━━━ Supplied information
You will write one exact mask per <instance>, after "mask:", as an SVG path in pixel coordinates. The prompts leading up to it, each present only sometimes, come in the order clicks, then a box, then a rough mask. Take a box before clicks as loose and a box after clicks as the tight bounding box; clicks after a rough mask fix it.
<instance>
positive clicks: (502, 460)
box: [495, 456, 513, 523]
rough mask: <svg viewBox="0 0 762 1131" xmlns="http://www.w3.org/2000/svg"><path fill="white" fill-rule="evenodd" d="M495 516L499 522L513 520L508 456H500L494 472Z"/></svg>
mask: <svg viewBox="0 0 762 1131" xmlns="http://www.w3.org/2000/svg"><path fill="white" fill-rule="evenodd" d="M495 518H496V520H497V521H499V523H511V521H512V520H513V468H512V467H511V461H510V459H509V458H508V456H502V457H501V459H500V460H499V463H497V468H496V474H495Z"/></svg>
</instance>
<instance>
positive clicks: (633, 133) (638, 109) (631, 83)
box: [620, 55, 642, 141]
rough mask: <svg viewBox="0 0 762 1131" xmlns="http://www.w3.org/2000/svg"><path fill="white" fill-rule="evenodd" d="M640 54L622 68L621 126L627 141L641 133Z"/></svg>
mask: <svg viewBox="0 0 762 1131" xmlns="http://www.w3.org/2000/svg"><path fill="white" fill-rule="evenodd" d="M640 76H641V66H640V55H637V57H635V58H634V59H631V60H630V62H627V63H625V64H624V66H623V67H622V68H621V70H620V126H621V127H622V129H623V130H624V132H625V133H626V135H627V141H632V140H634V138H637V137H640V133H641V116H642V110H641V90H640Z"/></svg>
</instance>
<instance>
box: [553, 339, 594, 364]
━━━━━━
[Exercise brief]:
Format everything from the line containing "516L499 522L513 520L508" down to the line containing "box: [620, 55, 642, 141]" in the records above as a numbered list, dropping any blank lines.

[Answer to this task]:
1. rough mask: <svg viewBox="0 0 762 1131" xmlns="http://www.w3.org/2000/svg"><path fill="white" fill-rule="evenodd" d="M495 516L499 522L513 520L508 456H500L494 472Z"/></svg>
2. mask: <svg viewBox="0 0 762 1131" xmlns="http://www.w3.org/2000/svg"><path fill="white" fill-rule="evenodd" d="M495 518H496V520H497V521H499V523H511V521H512V520H513V468H512V467H511V461H510V459H509V458H508V456H502V457H501V459H500V460H499V463H497V468H496V474H495Z"/></svg>
3. </instance>
4. <instance>
5. positive clicks: (633, 133) (638, 109) (631, 83)
6. box: [620, 55, 642, 141]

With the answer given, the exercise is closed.